● **Brief A**
Return the note on the upstream git fix verbatim, in full.

● **Passage to read**

+--

Yes.  I removed the commit message once upstream git finally fixed the issue and the commit message no longer applied.  I didn't add a new verbose message because I was under the impression the git community did not want to receive any contribuitions (bug reports, feedback, upstreamed patches) from Apple, and the radar provided all the reference I needed.  If that situation is changing (as it seems to possibly be), I'm happy to update this with details about the issue.  Here's the thread from 2011-2014 about the issue.

--- Begin Message ---
FWIW, it seems that this bug was addressed by ddc2a6281595fd24ea01497c496f88c40a59562f

Thanks Martin, now we're no longer carrying around an extra patch for our build of git ;)

+--

(Rows from a point labeling set)

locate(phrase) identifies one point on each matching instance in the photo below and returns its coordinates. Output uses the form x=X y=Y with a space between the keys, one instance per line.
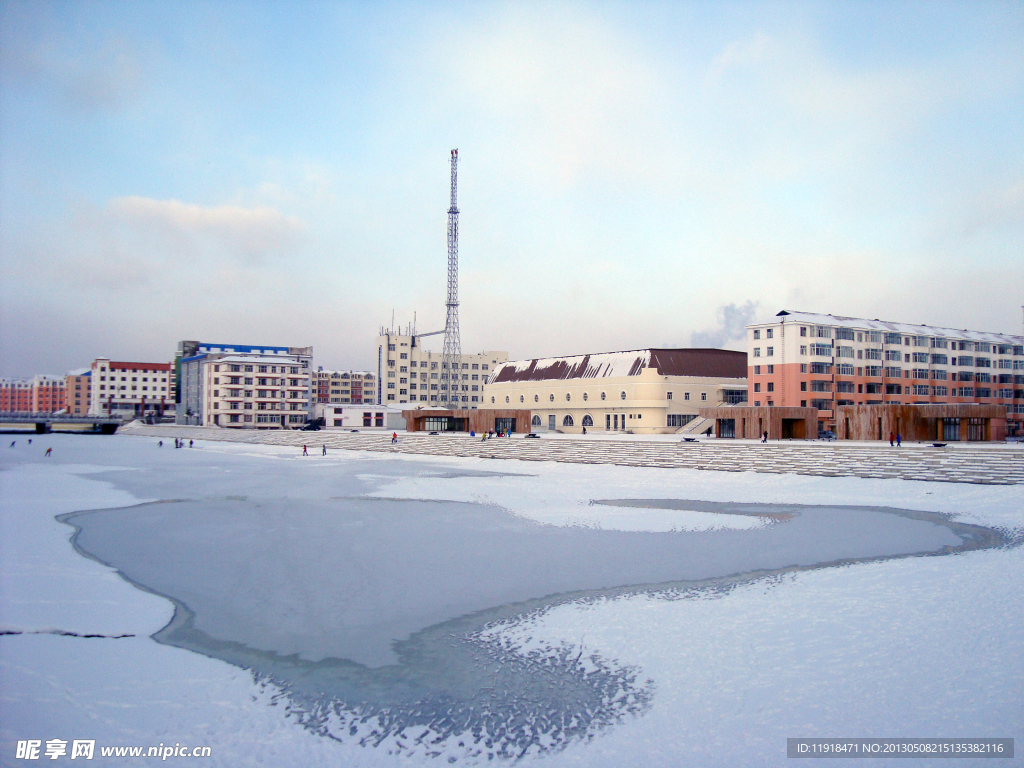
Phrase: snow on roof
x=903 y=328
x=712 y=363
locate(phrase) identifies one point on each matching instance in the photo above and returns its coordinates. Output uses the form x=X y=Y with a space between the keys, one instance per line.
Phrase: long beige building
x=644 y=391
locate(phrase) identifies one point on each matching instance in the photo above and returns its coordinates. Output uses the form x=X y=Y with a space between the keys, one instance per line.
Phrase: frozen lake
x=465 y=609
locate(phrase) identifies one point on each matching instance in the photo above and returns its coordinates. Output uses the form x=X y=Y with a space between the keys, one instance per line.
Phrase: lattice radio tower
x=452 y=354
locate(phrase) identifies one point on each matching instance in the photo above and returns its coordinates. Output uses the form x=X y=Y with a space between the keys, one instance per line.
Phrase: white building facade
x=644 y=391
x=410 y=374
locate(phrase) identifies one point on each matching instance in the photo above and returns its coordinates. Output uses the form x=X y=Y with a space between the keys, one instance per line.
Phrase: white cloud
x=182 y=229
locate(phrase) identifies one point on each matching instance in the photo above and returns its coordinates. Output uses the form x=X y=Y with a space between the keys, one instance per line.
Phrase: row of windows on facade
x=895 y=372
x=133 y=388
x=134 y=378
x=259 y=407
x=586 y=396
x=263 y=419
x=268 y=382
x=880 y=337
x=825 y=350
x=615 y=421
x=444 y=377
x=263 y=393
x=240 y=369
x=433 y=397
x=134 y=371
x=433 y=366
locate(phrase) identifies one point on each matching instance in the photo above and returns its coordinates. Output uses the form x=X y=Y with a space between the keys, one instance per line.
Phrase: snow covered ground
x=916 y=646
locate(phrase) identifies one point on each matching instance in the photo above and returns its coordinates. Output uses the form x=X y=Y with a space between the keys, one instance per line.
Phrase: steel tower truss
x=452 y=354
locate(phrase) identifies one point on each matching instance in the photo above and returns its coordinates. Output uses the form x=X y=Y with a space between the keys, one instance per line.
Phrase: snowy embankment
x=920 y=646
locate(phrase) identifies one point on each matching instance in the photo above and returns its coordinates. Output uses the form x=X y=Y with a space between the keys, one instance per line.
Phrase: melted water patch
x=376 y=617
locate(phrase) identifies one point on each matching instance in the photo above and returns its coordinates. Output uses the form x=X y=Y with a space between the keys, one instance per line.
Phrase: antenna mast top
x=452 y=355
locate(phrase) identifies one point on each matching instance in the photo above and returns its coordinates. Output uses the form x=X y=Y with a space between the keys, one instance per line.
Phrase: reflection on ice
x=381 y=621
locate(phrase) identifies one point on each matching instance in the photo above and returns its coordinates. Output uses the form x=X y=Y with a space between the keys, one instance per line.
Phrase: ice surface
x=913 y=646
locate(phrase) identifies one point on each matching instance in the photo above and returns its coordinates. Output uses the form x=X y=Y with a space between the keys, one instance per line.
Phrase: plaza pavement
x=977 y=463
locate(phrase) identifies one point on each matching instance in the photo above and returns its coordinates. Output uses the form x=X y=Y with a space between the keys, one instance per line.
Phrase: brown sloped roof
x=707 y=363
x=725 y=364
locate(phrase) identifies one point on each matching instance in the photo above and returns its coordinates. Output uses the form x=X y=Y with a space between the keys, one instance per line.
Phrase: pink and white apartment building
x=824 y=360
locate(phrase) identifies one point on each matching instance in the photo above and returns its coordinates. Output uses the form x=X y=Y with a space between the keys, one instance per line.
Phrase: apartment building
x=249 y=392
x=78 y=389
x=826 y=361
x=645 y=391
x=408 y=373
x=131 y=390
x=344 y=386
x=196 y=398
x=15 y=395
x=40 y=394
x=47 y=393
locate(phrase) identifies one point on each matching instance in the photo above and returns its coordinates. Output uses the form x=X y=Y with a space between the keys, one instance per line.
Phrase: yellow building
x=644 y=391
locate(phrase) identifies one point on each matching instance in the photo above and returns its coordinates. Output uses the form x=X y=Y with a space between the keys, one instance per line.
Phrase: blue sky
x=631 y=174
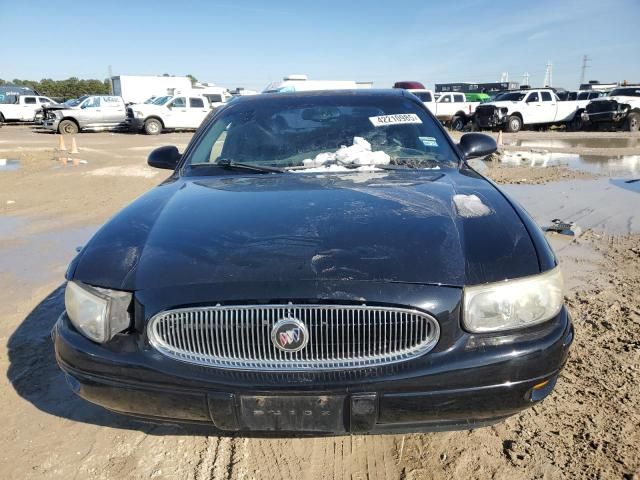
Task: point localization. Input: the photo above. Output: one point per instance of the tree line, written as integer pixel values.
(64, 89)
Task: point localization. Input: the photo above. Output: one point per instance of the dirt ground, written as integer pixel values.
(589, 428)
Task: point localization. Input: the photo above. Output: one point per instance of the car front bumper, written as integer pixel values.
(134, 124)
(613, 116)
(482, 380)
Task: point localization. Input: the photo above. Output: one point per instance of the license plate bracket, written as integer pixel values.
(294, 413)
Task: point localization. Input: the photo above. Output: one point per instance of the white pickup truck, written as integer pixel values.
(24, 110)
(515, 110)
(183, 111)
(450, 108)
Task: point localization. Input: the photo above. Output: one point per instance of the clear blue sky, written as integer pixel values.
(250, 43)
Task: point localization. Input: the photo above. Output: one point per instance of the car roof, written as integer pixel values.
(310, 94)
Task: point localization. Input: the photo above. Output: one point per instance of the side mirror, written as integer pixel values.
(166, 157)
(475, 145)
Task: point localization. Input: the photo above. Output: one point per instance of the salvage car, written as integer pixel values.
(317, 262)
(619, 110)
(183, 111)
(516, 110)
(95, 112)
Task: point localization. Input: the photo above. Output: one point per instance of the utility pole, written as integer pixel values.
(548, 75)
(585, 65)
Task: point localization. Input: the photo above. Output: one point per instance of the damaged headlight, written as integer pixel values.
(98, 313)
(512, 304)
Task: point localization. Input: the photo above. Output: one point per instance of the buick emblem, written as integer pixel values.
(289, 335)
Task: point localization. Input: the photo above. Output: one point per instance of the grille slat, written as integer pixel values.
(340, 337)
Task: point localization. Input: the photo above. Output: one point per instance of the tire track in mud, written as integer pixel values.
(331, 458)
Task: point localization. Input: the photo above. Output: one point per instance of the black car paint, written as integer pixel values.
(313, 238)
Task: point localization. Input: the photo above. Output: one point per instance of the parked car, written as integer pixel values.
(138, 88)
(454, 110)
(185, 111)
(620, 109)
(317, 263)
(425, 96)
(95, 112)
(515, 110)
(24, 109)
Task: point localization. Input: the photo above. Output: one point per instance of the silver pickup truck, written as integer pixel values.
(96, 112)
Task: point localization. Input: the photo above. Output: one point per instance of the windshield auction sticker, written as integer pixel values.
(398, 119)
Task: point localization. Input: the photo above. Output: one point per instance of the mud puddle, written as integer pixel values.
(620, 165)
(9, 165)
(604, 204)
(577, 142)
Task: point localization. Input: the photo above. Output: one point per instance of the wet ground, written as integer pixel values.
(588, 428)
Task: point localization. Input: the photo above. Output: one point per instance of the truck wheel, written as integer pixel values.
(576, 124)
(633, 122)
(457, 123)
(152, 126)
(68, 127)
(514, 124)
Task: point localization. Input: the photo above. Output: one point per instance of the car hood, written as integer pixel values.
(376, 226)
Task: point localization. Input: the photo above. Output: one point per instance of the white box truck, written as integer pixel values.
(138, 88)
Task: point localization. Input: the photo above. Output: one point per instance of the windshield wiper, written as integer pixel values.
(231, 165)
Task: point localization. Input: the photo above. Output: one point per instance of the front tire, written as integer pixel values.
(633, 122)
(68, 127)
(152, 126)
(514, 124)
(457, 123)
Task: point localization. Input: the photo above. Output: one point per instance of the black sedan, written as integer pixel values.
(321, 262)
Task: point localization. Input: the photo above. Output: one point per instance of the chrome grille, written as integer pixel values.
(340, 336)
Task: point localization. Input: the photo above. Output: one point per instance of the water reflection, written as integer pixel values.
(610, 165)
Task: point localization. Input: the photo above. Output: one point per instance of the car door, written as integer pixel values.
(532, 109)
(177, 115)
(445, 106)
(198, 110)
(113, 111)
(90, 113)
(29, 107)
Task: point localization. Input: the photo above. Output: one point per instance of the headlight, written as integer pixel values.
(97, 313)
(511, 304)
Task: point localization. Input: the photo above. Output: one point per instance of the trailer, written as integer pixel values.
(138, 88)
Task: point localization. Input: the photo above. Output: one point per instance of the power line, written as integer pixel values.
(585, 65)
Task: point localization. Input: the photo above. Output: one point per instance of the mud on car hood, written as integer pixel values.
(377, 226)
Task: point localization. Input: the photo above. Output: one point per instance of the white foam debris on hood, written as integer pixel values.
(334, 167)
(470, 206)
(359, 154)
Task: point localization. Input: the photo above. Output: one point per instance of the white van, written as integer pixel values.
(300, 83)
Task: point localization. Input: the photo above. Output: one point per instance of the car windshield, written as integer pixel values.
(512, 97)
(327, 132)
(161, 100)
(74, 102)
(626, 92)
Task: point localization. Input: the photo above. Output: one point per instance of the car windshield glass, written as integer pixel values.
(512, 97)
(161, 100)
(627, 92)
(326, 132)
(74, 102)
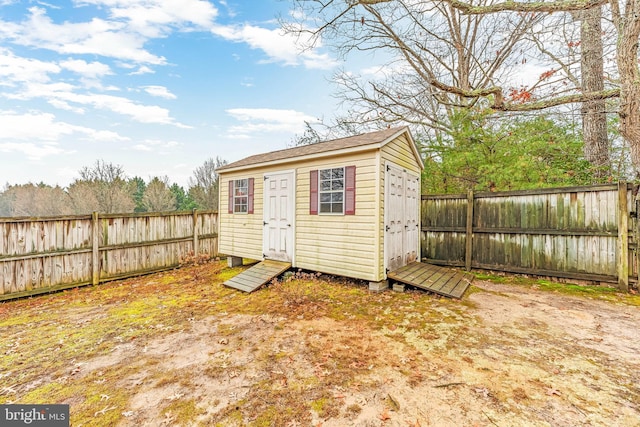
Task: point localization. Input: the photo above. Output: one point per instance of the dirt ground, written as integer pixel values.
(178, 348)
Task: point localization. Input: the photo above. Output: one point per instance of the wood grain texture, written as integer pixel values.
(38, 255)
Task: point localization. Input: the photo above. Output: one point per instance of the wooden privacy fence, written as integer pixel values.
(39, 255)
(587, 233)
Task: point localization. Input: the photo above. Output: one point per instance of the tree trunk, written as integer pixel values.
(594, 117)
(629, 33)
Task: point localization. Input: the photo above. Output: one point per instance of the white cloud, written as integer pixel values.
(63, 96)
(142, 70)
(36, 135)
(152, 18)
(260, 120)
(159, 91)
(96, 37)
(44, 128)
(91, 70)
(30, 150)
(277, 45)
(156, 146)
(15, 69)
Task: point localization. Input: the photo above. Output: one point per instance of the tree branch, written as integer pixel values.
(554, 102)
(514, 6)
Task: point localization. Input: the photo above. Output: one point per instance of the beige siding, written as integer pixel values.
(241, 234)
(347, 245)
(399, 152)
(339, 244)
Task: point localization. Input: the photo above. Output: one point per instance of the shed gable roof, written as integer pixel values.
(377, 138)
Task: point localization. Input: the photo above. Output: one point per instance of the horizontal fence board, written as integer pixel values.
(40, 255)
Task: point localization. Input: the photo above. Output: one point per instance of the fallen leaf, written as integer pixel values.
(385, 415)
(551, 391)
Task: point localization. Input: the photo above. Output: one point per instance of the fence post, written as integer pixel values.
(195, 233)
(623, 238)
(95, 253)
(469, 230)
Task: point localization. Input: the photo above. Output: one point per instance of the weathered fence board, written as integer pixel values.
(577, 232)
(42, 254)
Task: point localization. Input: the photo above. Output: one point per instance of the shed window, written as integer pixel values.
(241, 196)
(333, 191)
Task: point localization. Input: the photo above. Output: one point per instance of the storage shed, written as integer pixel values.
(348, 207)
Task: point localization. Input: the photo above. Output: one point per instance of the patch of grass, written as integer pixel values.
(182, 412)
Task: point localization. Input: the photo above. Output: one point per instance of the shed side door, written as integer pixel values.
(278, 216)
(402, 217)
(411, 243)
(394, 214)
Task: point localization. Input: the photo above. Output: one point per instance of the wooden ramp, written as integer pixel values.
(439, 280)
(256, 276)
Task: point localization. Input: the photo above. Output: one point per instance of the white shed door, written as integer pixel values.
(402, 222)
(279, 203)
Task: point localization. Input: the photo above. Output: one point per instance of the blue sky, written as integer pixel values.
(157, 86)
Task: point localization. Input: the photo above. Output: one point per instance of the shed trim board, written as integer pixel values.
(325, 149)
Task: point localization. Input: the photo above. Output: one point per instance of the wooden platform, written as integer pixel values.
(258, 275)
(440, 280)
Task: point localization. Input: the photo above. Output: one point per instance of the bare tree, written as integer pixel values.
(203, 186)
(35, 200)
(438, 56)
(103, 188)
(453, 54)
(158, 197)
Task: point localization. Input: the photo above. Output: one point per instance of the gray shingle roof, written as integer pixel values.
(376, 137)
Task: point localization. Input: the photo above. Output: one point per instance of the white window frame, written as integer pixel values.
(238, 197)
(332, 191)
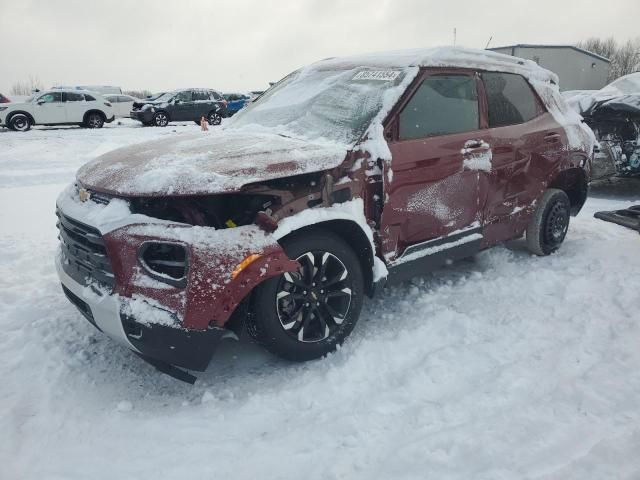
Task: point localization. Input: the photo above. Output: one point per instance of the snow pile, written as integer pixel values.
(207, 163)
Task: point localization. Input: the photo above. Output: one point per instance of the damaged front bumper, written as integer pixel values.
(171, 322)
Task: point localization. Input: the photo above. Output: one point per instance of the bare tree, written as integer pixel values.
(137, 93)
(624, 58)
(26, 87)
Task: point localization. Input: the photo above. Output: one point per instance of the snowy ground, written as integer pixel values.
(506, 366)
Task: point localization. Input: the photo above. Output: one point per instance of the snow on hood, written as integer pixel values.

+--

● **Brief B**
Reproduce the rows from their first line up to and including the line with "x=410 y=374", substituting "pixel position" for "coordinates" and changing nothing else. Omit the pictures.

● **Full solution A**
Yes.  I removed the commit message once upstream git finally fixed the issue and the commit message no longer applied.  I didn't add a new verbose message because I was under the impression the git community did not want to receive any contribuitions (bug reports, feedback, upstreamed patches) from Apple, and the radar provided all the reference I needed.  If that situation is changing (as it seems to possibly be), I'm happy to update this with details about the issue.  Here's the thread from 2011-2014 about the issue.

--- Begin Message ---
FWIW, it seems that this bug was addressed by ddc2a6281595fd24ea01497c496f88c40a59562f

Thanks Martin, now we're no longer carrying around an extra patch for our build of git ;)

● **Full solution B**
locate(phrase) identifies one point on each matching instance in the photo below and returns its pixel position. Output uses the form x=X y=Y with a space between the keys, one instance per line.
Phrase: snow on roof
x=903 y=328
x=712 y=363
locate(phrase) identifies one point on each matching instance in the photo above and returns its pixel position. Output uses the form x=X y=Y with a space between the keys, one instance per line.
Phrase: long beige building
x=644 y=391
locate(phrase) identifies one point on each matching instance in the photo above and returns its pixel position. Output uses the form x=X y=Y with a space between the keys, one instance per line.
Phrase: frozen lake
x=465 y=609
locate(phrase) identifies one point on each matching instance in the photo above and returns its pixel position. Output uses the form x=X y=Y with a space between the keys, one instance per line.
Phrase: lattice radio tower
x=452 y=354
locate(phrase) identifies one point on each matching instance in the photo above and returns its pixel position. Output uses the form x=X y=Y with a space between the keys, one instance per line.
Phrase: white building facade
x=644 y=391
x=410 y=374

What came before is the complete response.